**REQUEST:** Return the records that follow, matching each one exactly.

- - -

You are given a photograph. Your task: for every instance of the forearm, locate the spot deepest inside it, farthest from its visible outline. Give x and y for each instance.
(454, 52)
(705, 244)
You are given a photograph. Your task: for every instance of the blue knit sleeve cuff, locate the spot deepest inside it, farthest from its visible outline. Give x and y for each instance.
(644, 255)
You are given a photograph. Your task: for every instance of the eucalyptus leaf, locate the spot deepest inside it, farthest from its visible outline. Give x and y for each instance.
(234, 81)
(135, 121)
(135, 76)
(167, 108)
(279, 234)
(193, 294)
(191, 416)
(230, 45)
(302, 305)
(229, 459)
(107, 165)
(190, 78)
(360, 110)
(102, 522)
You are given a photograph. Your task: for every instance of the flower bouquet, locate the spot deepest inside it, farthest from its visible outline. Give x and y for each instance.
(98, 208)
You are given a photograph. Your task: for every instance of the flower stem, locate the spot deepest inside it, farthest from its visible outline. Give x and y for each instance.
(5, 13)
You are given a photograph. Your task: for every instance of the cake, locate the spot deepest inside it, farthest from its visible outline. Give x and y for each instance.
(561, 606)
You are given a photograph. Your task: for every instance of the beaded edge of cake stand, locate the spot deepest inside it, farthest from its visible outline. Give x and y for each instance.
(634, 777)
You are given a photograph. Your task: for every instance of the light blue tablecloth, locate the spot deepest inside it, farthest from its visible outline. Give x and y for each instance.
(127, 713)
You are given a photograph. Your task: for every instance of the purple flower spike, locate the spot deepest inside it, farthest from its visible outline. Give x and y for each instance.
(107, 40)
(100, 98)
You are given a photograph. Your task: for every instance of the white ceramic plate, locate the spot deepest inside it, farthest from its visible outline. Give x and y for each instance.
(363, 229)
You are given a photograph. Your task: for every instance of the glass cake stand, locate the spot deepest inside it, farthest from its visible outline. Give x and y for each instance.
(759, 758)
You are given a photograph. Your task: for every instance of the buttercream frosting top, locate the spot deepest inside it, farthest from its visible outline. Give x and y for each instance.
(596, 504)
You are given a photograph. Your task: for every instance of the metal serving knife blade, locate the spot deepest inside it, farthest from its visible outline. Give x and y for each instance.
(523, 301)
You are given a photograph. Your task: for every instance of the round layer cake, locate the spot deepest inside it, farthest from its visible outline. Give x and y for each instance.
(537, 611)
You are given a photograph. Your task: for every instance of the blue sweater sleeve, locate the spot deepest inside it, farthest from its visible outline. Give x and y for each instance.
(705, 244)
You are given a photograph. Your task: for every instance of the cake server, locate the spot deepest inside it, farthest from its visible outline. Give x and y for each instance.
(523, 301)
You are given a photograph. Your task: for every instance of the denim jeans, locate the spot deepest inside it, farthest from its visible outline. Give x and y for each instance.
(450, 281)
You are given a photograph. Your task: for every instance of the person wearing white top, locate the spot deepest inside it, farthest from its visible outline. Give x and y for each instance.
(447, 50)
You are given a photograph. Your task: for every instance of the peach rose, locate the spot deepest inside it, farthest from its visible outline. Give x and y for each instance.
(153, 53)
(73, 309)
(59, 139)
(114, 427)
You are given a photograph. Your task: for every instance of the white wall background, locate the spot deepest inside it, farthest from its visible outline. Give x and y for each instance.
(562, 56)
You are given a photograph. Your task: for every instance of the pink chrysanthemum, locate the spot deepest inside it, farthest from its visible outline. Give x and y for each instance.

- - -

**PROBLEM SOLUTION:**
You are given a photograph. Your task: for every instance of the forearm, locate the spot deepest inside it, farthest from its visible outline. Give x and y for each instance.
(454, 52)
(705, 244)
You are given a photograph. Your task: for every instance of the blue knit sleeve cuff, locate the spot deepest inside it, farthest from its visible outline. Give x and y for each instance.
(644, 255)
You are given a photograph. Your task: for every instance of the eucalyptus leaf, locate the spot deepest inside it, farthest from its visible outline. Give x and y for each instance.
(234, 81)
(135, 121)
(135, 76)
(167, 108)
(279, 234)
(193, 294)
(191, 416)
(230, 45)
(302, 305)
(229, 459)
(107, 165)
(190, 78)
(360, 110)
(102, 522)
You are given a photograph. Your task: for every instance of the flower bouquet, locate the spot deepest inside it, farthest from its visible outline. Give x and y for each instance.
(98, 208)
You are given a photograph. Your task: for every instance of the flower stem, locate the spot deepest inside it, farthest from its visible outline. Give x and y for each instance.
(5, 13)
You are given a photograph. Your task: for every instance of the cake, locate the spot deepest inside it, farthest from its visible outline. Give x and y for each instance.
(561, 606)
You are given a photograph. Your task: for every instance of the beaded edge of cake stand, locate the spot deepest inside it, farthest from its visible outline. Give x and y for each instance.
(634, 777)
You are given a photograph. Your task: for every instance of the light blue tablecloth, locate the spot deepest inside it, farthest from its visible outline. Give x and y for each instance.
(127, 713)
You are given a photograph. Your task: for every instance of the purple flower spike, locate the spot deepest inside it, farthest from its visible outline. Give x and y for each instance.
(107, 40)
(100, 98)
You are given a photograph. Your task: for every instance of the white ceramic plate, locate the spot deepest inside it, farthest from its visible outline. Give x and y for each instance.
(363, 229)
You are given a photograph. Your task: for every instance of the glass cake stand, locate the spot deepest inside it, farthest from its visible outline. Give x and y for each instance.
(759, 758)
You are given a photograph. Your task: for every instance of the buttercream frosting top, locate the spot deepest inside it, farthest from its visible outline. Give x and y for each instance.
(596, 504)
You are given a photograph. Your task: for every instance of the metal serving knife blade, locate the spot deepest inside it, farthest from its visible outline. Give x and y for each instance.
(523, 301)
You are given a photograph. Your task: for every instance of the round layer cake, locate the spot deepest inside it, farthest from its visible outline. Give x and y for each instance.
(537, 611)
You are given a photograph. Your task: for every instance of the blue sweater sleeve, locate the spot deepest inside it, farthest from its visible outline. Give x and y for each instance.
(705, 244)
You are given a photograph. Your task: for every instance of the cake server, locate the spot deepest inside it, farthest from its visible outline. Give x and y for each instance.
(523, 301)
You are given a photograph. Your task: for every instance of the denim jeans, locate the spot deepest inside it, farthest from its visible outline. Give x and y for each instance.
(450, 281)
You are given a photograph. Your task: for every instance of the person wearing white top, locate the spot deepest inside it, farthest from its visible outline. Give x and y for each instance.
(447, 50)
You are given a photograph. Your task: for every instance of the peach rose, locate the spot deepest inside it, farthest from its visible outline. Give x and y for each instance.
(153, 53)
(73, 309)
(59, 139)
(114, 427)
You are given a photograph. Your task: for every instance of the white wall background, locate the spot deepest inside it, farthest from its visible outline. Give x and y for each instance.
(562, 56)
You are given a photograph. Your task: for every instance of the pink chrysanthemum, locate the spot deepest inside it, farthest from its visible outline. Give x and y for each instance.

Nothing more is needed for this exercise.